Exercise objective: Reproduce the data below word for word, omitting the pictures.
──────────────────────────────
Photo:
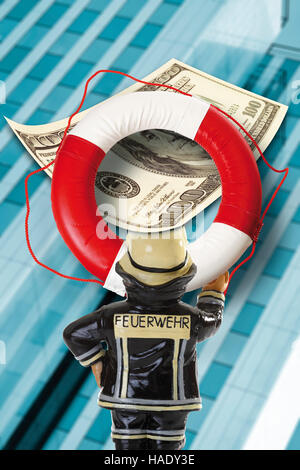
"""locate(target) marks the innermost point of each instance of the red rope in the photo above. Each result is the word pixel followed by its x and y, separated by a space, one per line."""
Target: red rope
pixel 65 133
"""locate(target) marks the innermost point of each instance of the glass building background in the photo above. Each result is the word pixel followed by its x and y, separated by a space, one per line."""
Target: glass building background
pixel 249 372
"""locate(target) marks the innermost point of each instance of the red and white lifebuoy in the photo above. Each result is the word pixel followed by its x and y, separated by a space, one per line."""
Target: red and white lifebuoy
pixel 73 197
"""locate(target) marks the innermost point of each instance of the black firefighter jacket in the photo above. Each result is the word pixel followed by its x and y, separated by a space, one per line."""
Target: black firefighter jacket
pixel 147 344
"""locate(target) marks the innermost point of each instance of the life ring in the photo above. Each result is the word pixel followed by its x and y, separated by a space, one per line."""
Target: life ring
pixel 73 198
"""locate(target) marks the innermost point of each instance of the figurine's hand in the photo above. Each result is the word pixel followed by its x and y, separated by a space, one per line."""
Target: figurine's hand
pixel 97 371
pixel 220 284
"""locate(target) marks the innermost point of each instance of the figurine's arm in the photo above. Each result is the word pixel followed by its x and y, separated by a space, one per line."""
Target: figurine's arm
pixel 210 303
pixel 83 338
──────────────────────────────
Written solution:
Photo:
"""locate(target) marks the innermost point of each instance of the red rope in the photo above. Each result is the word pixel followed by its x and y, separated by a space, one per line."""
Target: red rope
pixel 65 133
"""locate(target) marks the innermost point of each instance of the glass building background in the photo above. Each result is the word pixel followed by its x and y, separated by a space, one per line."""
Target: glass building background
pixel 249 372
"""locate(target) marks the innermost point of each instance of the red and white lifebuoy in the photo above. Each result is the word pixel followed by its x and y, separated by a space, one per line."""
Target: red and white lifebuoy
pixel 73 197
"""locate(target) marks the innermost point of each instance of the black firefighter jacket in the photo above. Each result is the word pixel followed by its x and y, separated by a space, one per line."""
Target: black firefighter jacket
pixel 147 344
"""locate(target) marks the innermost point of each instance of the life ring in the photo above. Each result is the word pixel followed by its x and y, separated by a space, one per line."""
Target: life ring
pixel 73 198
"""locate(target) marks the innermost point of each instance of the figurine's hand in the photo above. Each result is the word pixel followed by its x and y, separated by a space, one per line."""
Target: figurine's hand
pixel 97 371
pixel 220 284
"""locate(target) marks the innermost point of each instance of the figurine's arm in the photo above. Each result is the word pixel followed by its x and y, separated by a space, one per line."""
Target: figurine's arm
pixel 210 303
pixel 83 338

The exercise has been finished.